> _Work to do_:
Pick out every line of the material below that contains the string "empty", matching case exactly.

> _Input_:
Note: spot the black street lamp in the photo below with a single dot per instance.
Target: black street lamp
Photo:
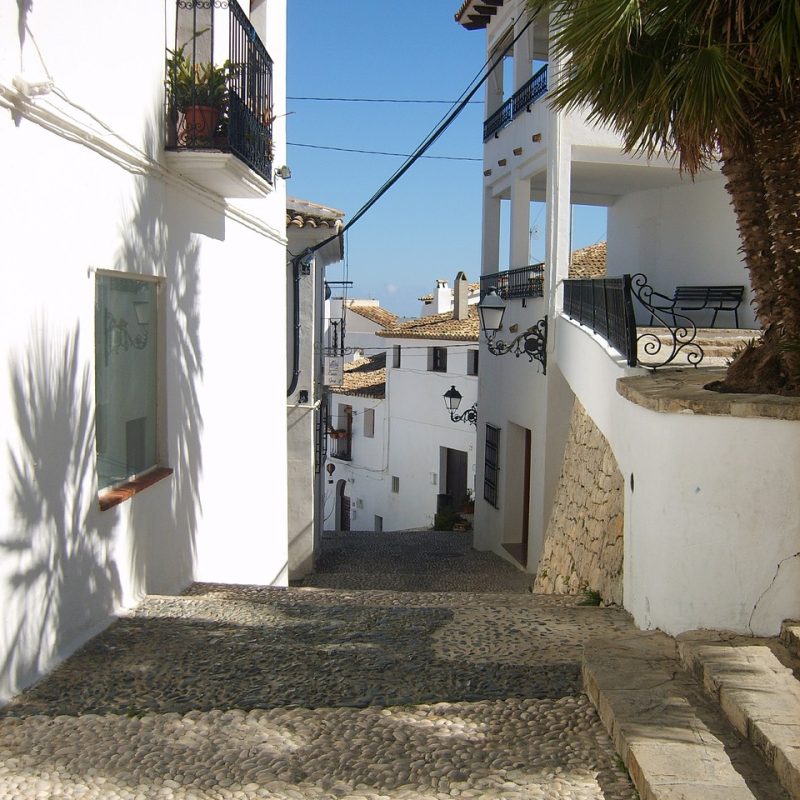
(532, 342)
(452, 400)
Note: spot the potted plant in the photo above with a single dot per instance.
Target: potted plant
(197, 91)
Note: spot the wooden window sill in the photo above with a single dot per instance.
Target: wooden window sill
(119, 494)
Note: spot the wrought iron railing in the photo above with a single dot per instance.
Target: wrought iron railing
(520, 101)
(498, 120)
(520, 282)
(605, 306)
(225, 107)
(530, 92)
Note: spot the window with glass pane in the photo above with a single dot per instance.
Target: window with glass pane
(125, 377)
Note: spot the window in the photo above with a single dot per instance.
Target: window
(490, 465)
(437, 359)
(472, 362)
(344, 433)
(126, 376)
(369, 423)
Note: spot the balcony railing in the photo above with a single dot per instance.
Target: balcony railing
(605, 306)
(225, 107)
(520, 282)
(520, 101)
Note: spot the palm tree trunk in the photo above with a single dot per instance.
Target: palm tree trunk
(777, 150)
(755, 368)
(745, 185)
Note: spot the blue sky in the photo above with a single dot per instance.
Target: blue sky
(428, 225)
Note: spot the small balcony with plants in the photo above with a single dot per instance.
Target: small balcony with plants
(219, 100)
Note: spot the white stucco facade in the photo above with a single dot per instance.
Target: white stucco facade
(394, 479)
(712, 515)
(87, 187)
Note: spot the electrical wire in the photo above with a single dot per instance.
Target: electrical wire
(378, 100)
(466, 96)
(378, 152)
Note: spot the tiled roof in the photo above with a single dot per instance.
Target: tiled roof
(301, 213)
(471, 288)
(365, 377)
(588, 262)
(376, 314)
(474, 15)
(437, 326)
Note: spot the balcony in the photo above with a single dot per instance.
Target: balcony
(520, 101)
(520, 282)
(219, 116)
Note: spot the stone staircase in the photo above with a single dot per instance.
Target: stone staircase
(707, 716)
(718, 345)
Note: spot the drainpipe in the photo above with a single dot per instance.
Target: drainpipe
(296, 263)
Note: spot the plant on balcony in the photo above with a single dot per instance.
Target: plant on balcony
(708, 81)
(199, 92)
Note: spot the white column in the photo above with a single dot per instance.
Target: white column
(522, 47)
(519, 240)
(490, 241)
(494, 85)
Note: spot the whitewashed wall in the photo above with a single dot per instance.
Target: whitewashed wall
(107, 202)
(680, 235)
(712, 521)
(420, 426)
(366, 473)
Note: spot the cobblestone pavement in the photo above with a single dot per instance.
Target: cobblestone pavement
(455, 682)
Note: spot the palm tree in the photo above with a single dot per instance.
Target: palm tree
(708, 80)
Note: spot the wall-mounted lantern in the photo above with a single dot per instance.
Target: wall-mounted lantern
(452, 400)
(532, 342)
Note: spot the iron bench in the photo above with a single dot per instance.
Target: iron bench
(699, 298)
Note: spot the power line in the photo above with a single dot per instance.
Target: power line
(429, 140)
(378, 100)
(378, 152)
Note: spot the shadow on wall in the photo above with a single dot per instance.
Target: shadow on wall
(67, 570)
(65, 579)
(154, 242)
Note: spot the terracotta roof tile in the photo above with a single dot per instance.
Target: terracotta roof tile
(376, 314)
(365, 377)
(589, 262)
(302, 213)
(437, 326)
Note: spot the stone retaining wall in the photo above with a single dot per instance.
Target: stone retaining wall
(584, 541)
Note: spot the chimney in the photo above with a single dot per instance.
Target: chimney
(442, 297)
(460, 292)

--

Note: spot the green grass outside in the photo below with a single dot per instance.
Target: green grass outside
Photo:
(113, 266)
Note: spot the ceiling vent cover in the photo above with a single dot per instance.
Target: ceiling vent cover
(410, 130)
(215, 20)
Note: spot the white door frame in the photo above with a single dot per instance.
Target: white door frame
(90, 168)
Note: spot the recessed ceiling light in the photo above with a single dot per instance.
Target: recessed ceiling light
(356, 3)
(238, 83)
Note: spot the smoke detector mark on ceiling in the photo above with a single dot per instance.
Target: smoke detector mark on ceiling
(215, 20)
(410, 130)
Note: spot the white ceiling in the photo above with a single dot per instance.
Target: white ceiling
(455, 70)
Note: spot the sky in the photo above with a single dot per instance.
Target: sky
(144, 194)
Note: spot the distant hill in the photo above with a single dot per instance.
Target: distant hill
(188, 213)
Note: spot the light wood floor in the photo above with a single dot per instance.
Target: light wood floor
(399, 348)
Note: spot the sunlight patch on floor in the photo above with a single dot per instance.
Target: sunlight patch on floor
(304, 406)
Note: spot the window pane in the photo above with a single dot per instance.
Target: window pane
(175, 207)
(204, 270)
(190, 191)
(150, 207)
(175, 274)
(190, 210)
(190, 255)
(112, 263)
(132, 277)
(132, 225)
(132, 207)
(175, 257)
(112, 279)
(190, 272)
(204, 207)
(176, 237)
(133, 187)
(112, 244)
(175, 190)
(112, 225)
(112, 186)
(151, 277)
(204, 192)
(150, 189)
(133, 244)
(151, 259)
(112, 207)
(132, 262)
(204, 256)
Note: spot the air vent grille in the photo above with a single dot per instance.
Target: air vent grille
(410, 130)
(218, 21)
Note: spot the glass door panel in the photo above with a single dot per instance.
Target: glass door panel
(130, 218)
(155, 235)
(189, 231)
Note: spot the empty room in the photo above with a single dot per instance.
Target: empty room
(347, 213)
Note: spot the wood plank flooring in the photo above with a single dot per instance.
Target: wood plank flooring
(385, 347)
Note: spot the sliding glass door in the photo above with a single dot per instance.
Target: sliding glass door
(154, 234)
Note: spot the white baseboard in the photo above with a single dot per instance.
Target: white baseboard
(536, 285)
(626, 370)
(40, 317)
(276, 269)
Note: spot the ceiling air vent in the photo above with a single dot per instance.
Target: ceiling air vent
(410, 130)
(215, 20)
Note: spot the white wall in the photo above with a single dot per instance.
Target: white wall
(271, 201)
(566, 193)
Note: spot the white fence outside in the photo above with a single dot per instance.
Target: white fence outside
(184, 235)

* * *

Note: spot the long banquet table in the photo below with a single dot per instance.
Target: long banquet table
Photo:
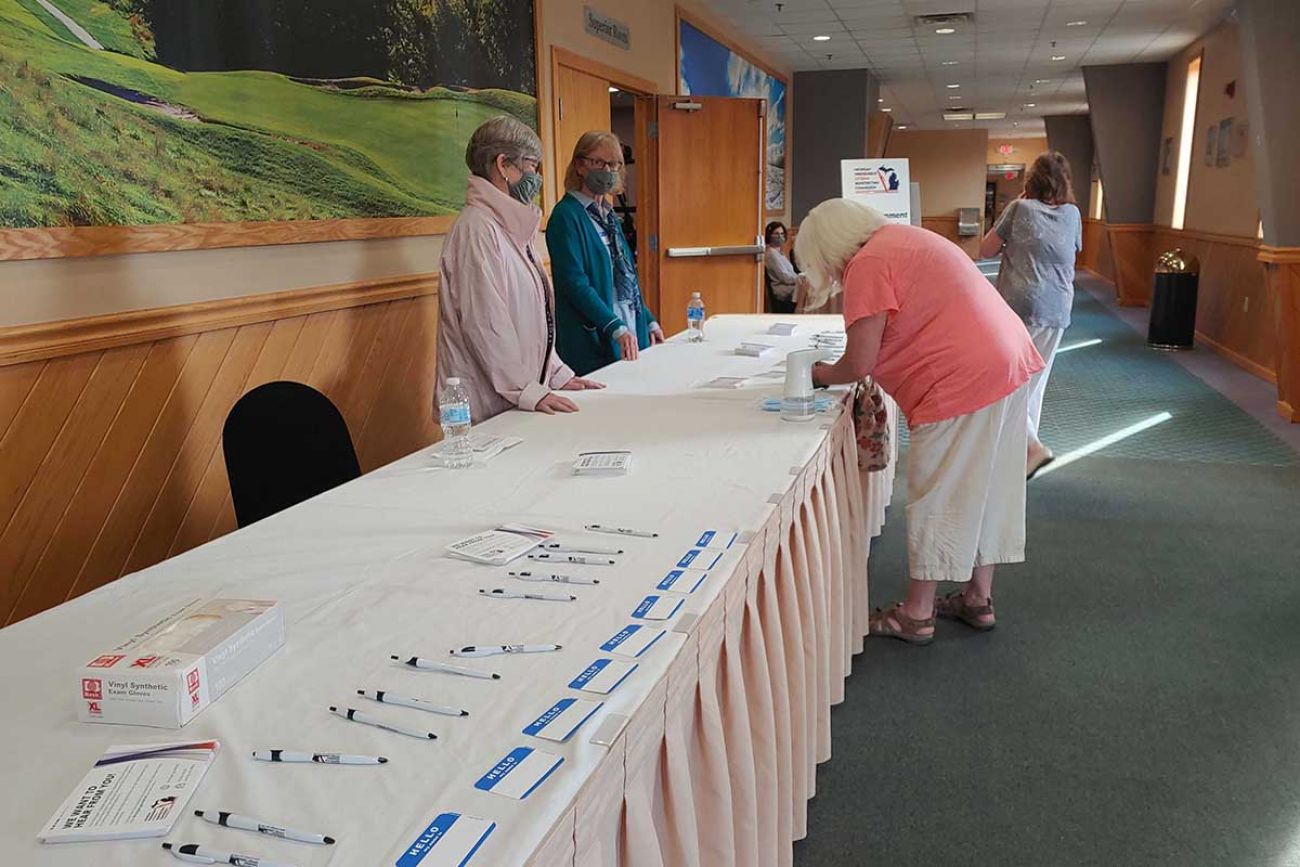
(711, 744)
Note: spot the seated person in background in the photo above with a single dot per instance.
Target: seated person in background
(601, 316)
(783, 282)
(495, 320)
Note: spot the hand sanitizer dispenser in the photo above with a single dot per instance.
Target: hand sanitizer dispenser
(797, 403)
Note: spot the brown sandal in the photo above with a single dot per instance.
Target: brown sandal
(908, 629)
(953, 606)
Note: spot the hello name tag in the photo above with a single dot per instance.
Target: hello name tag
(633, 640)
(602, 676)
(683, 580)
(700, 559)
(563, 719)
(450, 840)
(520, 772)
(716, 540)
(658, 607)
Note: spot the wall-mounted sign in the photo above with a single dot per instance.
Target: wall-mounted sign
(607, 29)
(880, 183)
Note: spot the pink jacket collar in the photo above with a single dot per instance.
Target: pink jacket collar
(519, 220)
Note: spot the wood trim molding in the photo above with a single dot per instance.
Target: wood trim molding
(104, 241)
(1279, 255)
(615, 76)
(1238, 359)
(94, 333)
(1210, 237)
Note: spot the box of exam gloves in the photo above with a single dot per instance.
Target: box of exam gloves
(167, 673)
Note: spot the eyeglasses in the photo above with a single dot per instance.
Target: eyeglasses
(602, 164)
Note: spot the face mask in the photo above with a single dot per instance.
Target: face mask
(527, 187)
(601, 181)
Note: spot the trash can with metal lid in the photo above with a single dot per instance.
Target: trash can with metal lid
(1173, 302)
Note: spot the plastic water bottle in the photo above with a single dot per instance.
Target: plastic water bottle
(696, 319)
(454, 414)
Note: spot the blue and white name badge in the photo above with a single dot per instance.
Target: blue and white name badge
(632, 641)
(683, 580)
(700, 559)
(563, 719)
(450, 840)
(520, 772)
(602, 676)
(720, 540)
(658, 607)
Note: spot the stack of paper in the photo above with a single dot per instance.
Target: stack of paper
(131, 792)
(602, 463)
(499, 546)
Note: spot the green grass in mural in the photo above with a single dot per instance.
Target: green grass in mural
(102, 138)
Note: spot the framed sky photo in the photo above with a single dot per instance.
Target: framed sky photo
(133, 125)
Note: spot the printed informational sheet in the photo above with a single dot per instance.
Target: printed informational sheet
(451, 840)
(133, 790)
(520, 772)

> _Written solution_:
Note: spot the empty room in the photo above with a single dot per instance.
Target: empty room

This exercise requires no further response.